→ ARTICLE
>>>

November 27, 2013

Full Q & A with JEFF KEENAN

He's always grinning... What is he smiling about... ? What is he not saying... ? If you've ever met Jeff Keenan, you get the sense that he knows something that you don't. The sense that somewhere along the way he was introduced to Sinatra's, 'My Way', and decided those would be the lyrics that he would live his life by. What is his way? And how is he so confident in it? As it turns out, Keenan's 'way' is with friends and in the mountains, continually pursuing his love for snowboarding. As an owner and co-founder of DWD, it's plain to see how Keenan's influence and confidence has kept the brand on it's current course, handling it's growth while maintaining a firm grasp on it's roots. Whether it's the day to day at Dinosaurs Will Die, fine tuning the next version of his pro model (The KWON), helping out friends and fellow team riders, or stacking clips for his next video part... Keenan's got it handled... smiling all the while, letting his actions speak louder than his words... and letting his riding speak for itself.


DWD - As a kid, there is TONS to do growing up in Vancouver... what was it about snowboarding that hooked you?

<<<

→ GIVEN TASK 1
Decide whether each statement agrees with the Jeff Keenan interview: (a) Keenan is an owner and co-founder of DWD; (b) Keenan's pro model is called The KWON; (c) Keenan lets his words speak louder than his actions. Answer yes or no for each and quote the words that settle it.
→ GIVEN TASK 2
Summarize the Jeff Keenan interview in two sentences.
→ GIVEN TASK 3
Carry the Jeff Keenan interview forward from its final line.

→ RAW RECORDS
>>>

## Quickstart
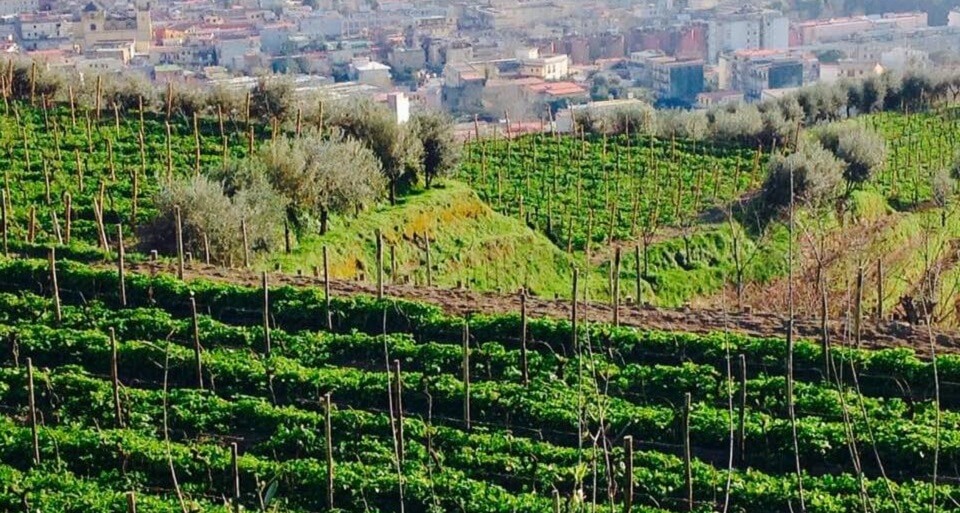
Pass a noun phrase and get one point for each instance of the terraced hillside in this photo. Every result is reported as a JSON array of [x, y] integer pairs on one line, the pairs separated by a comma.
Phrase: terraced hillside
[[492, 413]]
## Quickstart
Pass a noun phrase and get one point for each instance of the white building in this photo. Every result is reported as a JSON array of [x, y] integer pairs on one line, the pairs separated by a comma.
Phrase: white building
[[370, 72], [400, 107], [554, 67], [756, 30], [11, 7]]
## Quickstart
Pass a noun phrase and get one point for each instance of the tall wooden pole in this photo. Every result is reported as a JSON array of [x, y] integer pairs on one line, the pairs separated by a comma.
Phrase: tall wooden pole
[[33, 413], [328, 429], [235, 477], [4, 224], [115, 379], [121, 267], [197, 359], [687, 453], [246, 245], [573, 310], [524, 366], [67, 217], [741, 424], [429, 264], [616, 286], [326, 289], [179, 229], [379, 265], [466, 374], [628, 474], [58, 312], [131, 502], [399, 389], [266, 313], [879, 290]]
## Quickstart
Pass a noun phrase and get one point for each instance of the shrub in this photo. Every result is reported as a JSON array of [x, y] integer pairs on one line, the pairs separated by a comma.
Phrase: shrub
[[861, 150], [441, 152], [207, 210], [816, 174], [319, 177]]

<<<

→ EXPECTED ANSWER 1
(a) Yes: "As an owner and co-founder of DWD"
(b) Yes: "fine tuning the next version of his pro model (The KWON)"
(c) No: "letting his actions speak louder than his words"

→ EXPECTED ANSWER 2
Jeff Keenan, always grinning and confident, lives his "way" with friends and in the mountains, pursuing his love for snowboarding. As an owner and co-founder of DWD, he has kept the brand on course through its growth while holding to its roots, and he handles the day-to-day at Dinosaurs Will Die, his pro model, his team riders, and his video parts while letting his riding speak for itself.

→ EXPECTED ANSWER 3
JK - I came from a HUGE Hockey family and the cost of hockey programs were to much for a family of 3 boys. Skiing was less expensive at the time, so my parents took that route. We were all on the slops as soon as we could walk, and the first time I went snowboarding was 1990. I was 10. I remember watching old Burton movies and they would be at Lake Louise jibbing garbage cans and hitting picnic tables. I remember my eyes bugging out of my skull at the sight of that. It changed everything, I was embarrassed of skiing, I would wear my ski suit and ski in the morning (because I had to) and at lunch I would run to the car and change into my Wide leg pants and Oversized Plaid Jacket before my friends could see me. I did this for a season and that was it. Skiing was passé and Snowboarding has been my life ever since.

DWD - Is that what still stokes your love for it today?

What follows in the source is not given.